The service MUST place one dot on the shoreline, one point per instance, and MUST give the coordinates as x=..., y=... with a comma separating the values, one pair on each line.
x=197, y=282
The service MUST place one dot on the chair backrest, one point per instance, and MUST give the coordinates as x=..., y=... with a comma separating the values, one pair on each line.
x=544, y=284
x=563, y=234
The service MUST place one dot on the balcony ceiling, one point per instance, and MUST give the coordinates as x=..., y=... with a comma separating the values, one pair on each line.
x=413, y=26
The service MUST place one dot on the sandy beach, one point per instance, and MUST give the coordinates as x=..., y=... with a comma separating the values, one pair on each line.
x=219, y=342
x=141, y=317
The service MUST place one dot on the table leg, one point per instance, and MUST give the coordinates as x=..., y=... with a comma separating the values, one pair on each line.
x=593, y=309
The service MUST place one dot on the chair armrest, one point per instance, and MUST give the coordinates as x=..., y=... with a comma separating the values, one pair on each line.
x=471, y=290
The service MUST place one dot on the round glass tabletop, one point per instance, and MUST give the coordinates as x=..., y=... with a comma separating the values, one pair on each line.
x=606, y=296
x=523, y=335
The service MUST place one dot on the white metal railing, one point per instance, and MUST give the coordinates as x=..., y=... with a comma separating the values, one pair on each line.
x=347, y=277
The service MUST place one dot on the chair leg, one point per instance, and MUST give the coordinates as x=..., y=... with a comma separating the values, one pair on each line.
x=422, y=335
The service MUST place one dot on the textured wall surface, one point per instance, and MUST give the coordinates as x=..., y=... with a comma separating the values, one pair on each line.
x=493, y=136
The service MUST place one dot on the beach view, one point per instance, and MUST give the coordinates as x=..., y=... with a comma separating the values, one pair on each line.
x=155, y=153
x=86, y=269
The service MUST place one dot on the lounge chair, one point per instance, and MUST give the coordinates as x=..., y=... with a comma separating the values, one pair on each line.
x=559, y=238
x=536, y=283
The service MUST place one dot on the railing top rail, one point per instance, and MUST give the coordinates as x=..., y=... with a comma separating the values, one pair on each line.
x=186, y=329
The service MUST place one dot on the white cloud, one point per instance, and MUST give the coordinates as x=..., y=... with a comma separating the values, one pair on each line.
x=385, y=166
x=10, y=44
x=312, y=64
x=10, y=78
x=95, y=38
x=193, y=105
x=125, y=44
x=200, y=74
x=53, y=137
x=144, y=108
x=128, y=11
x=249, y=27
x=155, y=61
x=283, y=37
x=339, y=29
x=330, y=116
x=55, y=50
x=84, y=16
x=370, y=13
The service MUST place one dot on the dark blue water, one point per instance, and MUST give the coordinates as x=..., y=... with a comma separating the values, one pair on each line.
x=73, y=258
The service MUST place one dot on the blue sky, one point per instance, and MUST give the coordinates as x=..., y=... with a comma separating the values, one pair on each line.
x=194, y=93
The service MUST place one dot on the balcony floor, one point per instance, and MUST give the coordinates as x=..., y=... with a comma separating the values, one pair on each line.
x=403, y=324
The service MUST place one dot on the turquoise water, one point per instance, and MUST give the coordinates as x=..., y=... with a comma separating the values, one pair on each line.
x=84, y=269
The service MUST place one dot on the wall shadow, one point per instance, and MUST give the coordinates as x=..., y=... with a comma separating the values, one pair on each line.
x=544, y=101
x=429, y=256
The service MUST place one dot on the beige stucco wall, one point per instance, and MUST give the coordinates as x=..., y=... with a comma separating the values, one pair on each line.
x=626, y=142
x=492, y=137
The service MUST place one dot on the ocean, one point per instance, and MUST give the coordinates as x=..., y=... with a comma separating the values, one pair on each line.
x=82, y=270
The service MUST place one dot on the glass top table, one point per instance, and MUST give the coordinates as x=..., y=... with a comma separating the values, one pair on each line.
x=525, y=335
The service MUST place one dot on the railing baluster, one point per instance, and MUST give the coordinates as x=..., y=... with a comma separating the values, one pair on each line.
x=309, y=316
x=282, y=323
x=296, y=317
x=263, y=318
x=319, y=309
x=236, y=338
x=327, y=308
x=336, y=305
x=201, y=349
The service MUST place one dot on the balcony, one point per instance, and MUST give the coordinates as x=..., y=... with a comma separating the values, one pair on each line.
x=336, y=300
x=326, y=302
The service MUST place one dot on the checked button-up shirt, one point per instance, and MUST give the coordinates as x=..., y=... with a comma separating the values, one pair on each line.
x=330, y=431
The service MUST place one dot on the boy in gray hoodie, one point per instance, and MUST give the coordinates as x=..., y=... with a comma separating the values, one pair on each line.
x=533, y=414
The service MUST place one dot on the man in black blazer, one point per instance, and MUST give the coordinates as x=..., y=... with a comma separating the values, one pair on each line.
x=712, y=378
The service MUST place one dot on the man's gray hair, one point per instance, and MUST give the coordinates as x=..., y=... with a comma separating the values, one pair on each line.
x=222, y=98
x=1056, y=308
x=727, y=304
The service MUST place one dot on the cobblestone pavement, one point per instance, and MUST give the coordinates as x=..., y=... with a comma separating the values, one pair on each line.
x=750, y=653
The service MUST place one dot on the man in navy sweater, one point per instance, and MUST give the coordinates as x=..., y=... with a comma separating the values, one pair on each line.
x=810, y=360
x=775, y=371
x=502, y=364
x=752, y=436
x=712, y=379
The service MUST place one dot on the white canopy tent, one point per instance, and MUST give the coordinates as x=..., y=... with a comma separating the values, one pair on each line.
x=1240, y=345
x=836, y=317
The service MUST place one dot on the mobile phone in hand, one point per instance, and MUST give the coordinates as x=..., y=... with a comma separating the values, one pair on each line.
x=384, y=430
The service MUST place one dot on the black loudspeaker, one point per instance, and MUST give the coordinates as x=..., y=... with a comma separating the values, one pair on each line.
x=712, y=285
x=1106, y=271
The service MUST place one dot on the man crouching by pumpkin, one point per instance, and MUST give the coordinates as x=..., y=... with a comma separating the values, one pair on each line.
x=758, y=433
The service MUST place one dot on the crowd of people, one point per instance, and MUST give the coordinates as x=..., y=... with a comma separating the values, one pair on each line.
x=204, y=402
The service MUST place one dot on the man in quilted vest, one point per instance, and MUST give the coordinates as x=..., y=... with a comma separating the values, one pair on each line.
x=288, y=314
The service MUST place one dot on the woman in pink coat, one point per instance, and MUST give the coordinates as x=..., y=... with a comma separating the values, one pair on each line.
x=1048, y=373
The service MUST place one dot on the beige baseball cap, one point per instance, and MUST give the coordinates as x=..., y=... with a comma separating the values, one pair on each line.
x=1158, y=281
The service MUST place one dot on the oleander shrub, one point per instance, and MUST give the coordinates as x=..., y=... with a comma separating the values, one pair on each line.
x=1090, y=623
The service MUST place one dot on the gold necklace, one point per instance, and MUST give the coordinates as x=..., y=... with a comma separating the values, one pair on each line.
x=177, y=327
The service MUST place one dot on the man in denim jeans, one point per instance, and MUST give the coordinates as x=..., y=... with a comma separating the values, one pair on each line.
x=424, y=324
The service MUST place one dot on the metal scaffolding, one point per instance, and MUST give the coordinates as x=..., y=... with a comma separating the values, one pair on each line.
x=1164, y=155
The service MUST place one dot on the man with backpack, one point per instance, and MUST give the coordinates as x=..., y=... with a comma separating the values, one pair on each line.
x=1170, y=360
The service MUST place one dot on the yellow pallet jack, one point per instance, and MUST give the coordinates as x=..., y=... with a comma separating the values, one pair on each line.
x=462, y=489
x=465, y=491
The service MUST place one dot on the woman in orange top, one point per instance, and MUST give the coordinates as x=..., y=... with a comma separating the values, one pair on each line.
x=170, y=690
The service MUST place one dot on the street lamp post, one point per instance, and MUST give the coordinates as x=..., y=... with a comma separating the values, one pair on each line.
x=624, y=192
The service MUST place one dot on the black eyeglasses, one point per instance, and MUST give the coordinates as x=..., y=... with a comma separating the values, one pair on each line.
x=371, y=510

--------

The listing above must be transcribed exactly, line by line.

## Response
The service MUST place one dot on the shoreline, one point per instance, and MUST give the coordinates as x=..., y=... with a comma separating the values, one pair on each line.
x=197, y=282
The service MUST place one dot on the chair backrest, one point per instance, and MUST give the coordinates as x=..., y=... with a comma separating the values, one pair on each line.
x=544, y=284
x=563, y=234
The service MUST place one dot on the balcony ceiling, one point per instance, and MUST give the coordinates as x=..., y=... with a comma separating the values, one pair on each line.
x=413, y=26
The service MUST place one dot on the sandy beach, one point per instance, and MUST give the coordinates as x=..., y=... with a comma separating the values, one pair on each line.
x=219, y=342
x=141, y=317
The service MUST place one dot on the table leg, one point per instance, and MUST give the coordinates as x=..., y=... with a comma separating the values, one pair on each line.
x=593, y=309
The service MUST place one dot on the chair armrest, one point per instance, and MUST give the coordinates as x=..., y=... with a comma separating the values, one pair on each line.
x=471, y=290
The service MUST place one dot on the round glass tabletop, one point per instance, and MUST give the coordinates as x=..., y=... with a comma separating the values, one pair on each line.
x=606, y=296
x=523, y=335
The service MUST place one dot on the white metal railing, one point per instance, and MUST give the coordinates as x=..., y=... with a comma separating the values, one pair on each line.
x=347, y=277
The service MUST place one dot on the chair leg, one point per instance, and MUST give the coordinates as x=..., y=... with a comma separating the values, one pair on each line.
x=422, y=335
The service MUST place one dot on the textured wall surface, one point per instance, and MUST give the coordinates as x=..., y=... with a comma separating the values, one pair on each line.
x=493, y=136
The service MUST place one dot on the beach view, one point per instance, and MUST give the coordinates as x=..., y=... with a comma separating the values, one pair on each line.
x=155, y=153
x=86, y=269
The service MUST place one dot on the lounge chair, one point per instance, and MUST give the coordinates as x=..., y=... with a comma separating the values, one pair on each line.
x=559, y=238
x=536, y=283
The service MUST place one dot on the railing top rail, one point per instance, and MUST give the coordinates as x=..., y=... with a comma separating the values, one pair on each line.
x=186, y=329
The service MUST place one dot on the white cloud, one point per instance, and MUST give the coordinates as x=..., y=... with a comma separating the values, one pair on each line.
x=385, y=166
x=10, y=44
x=312, y=64
x=10, y=78
x=95, y=38
x=193, y=105
x=125, y=44
x=200, y=74
x=53, y=137
x=144, y=108
x=128, y=11
x=249, y=27
x=155, y=61
x=283, y=37
x=339, y=29
x=330, y=116
x=55, y=50
x=84, y=16
x=370, y=13
The service MUST place one dot on the dark blue water, one point per instance, and MUST give the coordinates as x=..., y=... with a comma separating the values, one pair on each line.
x=73, y=258
The service MUST place one dot on the blue sky, one point per instance, and MUST give the coordinates as x=..., y=... with a comma separating the values, one pair on each line.
x=194, y=93
The service MUST place one dot on the balcony floor, one point per instance, and MUST give the coordinates as x=..., y=... with a comma separating the values, one pair on each line.
x=403, y=324
The service MUST place one dot on the turquoise water, one point per instance, and MUST give the coordinates as x=..., y=... with a comma separating the values, one pair on each line.
x=84, y=269
The service MUST place one dot on the wall shadow, one point per instance, and MUST give the coordinates as x=..., y=... with a comma separating the values, one pair on each line.
x=544, y=101
x=429, y=256
The service MUST place one dot on the beige stucco wall, one point per instance, and MUST give the coordinates as x=..., y=... with a comma separating the values, one pair on each line.
x=626, y=142
x=492, y=137
The service MUST place one dot on the ocean, one point per instance, and MUST give the coordinates as x=..., y=... with a comma separating the values, one pair on each line.
x=82, y=270
The service MUST place one dot on the glass top table, one point per instance, and MUST give the coordinates as x=..., y=... with a comma separating the values, one pair on each line.
x=525, y=335
The service MUST place one dot on the railing baluster, one point per instance, and MUST give the coordinates as x=..., y=... with a comma separating the values, one pair on each line.
x=309, y=316
x=282, y=323
x=296, y=317
x=263, y=318
x=319, y=309
x=236, y=338
x=327, y=308
x=336, y=305
x=201, y=349
The service MUST place one dot on the balcony, one point per instance, and MUST give the coordinates as x=..., y=... with a comma separating the values, one pair on each line.
x=336, y=300
x=326, y=302
The service MUST place one dot on the checked button-up shirt, one point per instance, and MUST give the coordinates as x=..., y=... with a comma separating the values, one pair on each line.
x=330, y=431
The service MUST place one dot on the boy in gray hoodie, one point per instance, and MUST give the coordinates as x=..., y=... with a comma separating the values, one pair on each line.
x=533, y=414
The service MUST place one dot on the man in black blazer, one point per instance, and MUST give the coordinates as x=..., y=... with a comma separating the values, one pair on each line.
x=712, y=378
The service MUST place one dot on the man's gray hair, one point per instance, and MUST give the coordinates as x=..., y=... with a comma separating the values, one pair on each line.
x=222, y=98
x=1056, y=308
x=727, y=304
The service MUST place one dot on the cobblestone pavement, one point per instance, and MUST give the coordinates as x=..., y=... with a comma separating the values, one pair on each line.
x=750, y=653
The service MUST place one dot on the man in navy sweater, one point per instance, and MUST give the coordinates as x=..., y=... with a comma separating the values, one pair on each line.
x=810, y=360
x=775, y=371
x=502, y=364
x=752, y=436
x=712, y=379
The service MUST place one dot on the white canopy tent, one point per instance, and MUST give the coordinates as x=..., y=... with a comma separating the values, one pair on each line.
x=1240, y=345
x=836, y=317
The service MUST place one dot on the mobile phone in hand, one point per instance, and MUST give the coordinates as x=..., y=... with a comma separating the values, one pair on each line.
x=384, y=430
The service MUST place one dot on the black loudspeaker, one point per instance, and MUST give the coordinates as x=..., y=... with a comma separating the values, one pair on each line.
x=712, y=285
x=1106, y=271
The service MUST place one dot on the man crouching by pumpkin, one point per instance, and MUST give the coordinates as x=..., y=... with a comma separating the values, one pair on each line.
x=758, y=433
The service MUST place one dot on the crowd of people, one point per instance, and MUST give the coordinates as x=..., y=... with a comma separating the values, one pair on each line.
x=204, y=402
The service MUST place one dot on the man in quilted vest, one point per instance, and MUST give the coordinates as x=..., y=... with a comma separating the values, one pair on each line.
x=288, y=314
The service MUST place one dot on the woman in pink coat, one point per instance, and MUST give the coordinates as x=..., y=... with a comma separating the values, one pair on each line.
x=1048, y=373
The service MUST place one dot on the beige baseball cap, one point per instance, and MUST give the coordinates as x=..., y=... with a comma separating the values, one pair on each line.
x=1158, y=281
The service MUST place one dot on the oleander shrub, one point per instance, and MUST give the coordinates as x=..., y=... with a comma separating the values, one pair on each line.
x=1090, y=623
The service MUST place one dot on the gold necklace, one point per instance, and MUST give the coordinates as x=..., y=... with a comma separating the values, one pair on each line.
x=177, y=327
The service MUST place one dot on the man in denim jeans, one point per instance, and MUST give the coordinates as x=..., y=... with a comma separating the values, one pair on each line.
x=424, y=324
The service MUST place one dot on the metal scaffolding, one point per instance, and MUST give the coordinates as x=..., y=... with a comma separating the values, one pair on each line.
x=1164, y=155
The service MUST place one dot on the man with backpack, one point per instance, and MUST give the coordinates as x=..., y=... with a comma separating the values, one pair on each line.
x=1170, y=360
The service MUST place one dot on the yellow pallet jack, one point per instance, and MUST give the coordinates as x=..., y=... with a comma separating the values, one pair on each line.
x=462, y=489
x=465, y=491
The service MUST place one dot on the woman in orange top, one point per instance, and MUST give the coordinates as x=..., y=... with a comma separating the values, one pair on each line.
x=170, y=690
The service MUST place one dot on the street lamp post, one point per instance, and MUST give the coordinates as x=..., y=... with a comma separating the values, one pair on each line.
x=624, y=192
The service MUST place one dot on the black eyeglasses, one point per instance, and MUST give the coordinates as x=..., y=... with a comma separating the values, one pair on each line.
x=371, y=510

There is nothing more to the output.